**Page excerpt:**
· · · ·

Alex: Can you describe that one for me, because I’d love to hear what you’re actually doing.

Stephanie: Yeah, basically, what the nurses do is as they watch the patient do whatever they’re doing. So, can they get up and go to the bathroom? Can they get up and walk around the room? And they input these different things. Can they stand? Can they sit? Can they walk? And what that does is it actually triggers a mobility goal for the patient. And so it’ll say like, if you get a score of 17, they need to at least be standing. If you get a score of 22, you need to be walking around the room. And so it gives them a mobility target for the day. And then we can actually check, are our patients meeting their mobility goals? And we can see if they’re losing function over time. So, because that screen’s being done every single day in the morning, if they come in with AM-PAC of 24, and six days later, they’re 17, that’s a trigger to us that their function is declining in the hospital.

Eric: Can you pull it up as easy as you pull up their blood pressure or their weight?

Stephanie: We actually put it in the comprehensive vitals screen. Both the delirium cognition screens and the mobility screens are there.

Eric: Wow.

Stephanie: Yeah.

Alex: That’s awesome.

Stephanie: It takes some negotiation.

Julia: And the amount of work you do and it’s impact on one institution. And then you think about, well, how do we scale this? Right? To the country? And does this mean that every organization has to go through all of the work, or can we start to identify models of success? Like, okay, well, if this is what UCSF is doing, can we just spread that to all of the UC Systems or, because I think, if we want to achieve a truly age-friendly health system, we have to figure out more efficient ways to scale that everyone doing this work on their own.

· · · ·

**Data under study:**
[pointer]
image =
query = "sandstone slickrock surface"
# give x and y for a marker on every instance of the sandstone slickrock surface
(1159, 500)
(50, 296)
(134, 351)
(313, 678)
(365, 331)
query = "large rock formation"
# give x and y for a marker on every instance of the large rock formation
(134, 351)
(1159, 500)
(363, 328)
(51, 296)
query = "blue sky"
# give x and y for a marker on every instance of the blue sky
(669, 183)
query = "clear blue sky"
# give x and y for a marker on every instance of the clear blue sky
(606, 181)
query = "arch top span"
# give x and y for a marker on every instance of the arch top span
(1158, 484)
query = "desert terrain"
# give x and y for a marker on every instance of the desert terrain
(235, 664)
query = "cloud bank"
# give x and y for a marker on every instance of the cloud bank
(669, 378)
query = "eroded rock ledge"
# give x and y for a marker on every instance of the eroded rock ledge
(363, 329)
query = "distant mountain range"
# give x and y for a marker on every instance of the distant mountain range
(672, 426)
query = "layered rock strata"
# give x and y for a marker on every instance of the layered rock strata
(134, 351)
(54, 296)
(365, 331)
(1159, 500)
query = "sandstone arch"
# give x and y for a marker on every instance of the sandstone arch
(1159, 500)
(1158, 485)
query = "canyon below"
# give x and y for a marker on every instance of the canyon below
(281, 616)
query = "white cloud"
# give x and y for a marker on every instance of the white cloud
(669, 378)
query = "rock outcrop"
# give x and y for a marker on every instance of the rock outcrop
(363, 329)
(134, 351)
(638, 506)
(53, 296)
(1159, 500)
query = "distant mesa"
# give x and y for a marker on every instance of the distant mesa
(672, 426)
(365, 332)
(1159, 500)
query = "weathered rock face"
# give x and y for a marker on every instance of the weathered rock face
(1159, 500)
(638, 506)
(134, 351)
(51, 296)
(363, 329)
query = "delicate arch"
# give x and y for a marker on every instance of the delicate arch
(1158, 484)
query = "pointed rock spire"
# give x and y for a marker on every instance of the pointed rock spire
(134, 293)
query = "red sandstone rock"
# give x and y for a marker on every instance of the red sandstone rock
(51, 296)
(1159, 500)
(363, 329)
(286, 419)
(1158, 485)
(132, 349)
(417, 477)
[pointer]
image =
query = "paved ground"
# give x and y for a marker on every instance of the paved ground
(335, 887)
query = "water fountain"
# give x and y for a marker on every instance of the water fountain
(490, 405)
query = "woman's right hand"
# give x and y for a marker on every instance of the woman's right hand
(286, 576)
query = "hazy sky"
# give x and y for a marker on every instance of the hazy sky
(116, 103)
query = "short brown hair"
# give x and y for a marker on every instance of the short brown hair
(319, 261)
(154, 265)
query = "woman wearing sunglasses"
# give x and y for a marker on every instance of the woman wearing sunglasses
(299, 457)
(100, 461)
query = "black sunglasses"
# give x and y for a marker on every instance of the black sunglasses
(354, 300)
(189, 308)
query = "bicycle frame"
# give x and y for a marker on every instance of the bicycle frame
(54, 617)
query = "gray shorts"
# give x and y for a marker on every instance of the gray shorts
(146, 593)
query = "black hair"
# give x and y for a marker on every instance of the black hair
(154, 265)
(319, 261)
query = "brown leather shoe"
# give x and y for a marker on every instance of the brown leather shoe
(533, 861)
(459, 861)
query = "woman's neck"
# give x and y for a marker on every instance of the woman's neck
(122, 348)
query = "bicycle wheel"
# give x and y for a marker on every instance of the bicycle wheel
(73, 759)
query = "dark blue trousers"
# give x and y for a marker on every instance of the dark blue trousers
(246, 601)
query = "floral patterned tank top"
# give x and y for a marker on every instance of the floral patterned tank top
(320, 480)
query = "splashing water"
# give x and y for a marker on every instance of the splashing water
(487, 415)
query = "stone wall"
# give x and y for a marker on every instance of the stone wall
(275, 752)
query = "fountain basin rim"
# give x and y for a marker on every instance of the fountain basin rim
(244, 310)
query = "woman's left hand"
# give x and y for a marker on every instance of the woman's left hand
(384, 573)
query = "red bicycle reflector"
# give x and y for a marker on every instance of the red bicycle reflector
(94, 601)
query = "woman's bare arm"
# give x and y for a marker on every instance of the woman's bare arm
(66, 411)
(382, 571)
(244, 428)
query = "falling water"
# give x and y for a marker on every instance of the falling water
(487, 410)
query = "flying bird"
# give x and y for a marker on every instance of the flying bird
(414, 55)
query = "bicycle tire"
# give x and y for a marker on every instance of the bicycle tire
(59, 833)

· · · ·

**Exercise details:**
In the conversation on hospital mobility screening above, reproduce word for word the stretch that opens with the words containing "Eric: Can you" and closes with "Alex: That’s awesome.".

**Problem solution:**
Eric: Can you pull it up as easy as you pull up their blood pressure or their weight?

Stephanie: We actually put it in the comprehensive vitals screen. Both the delirium cognition screens and the mobility screens are there.

Eric: Wow.

Stephanie: Yeah.

Alex: That’s awesome.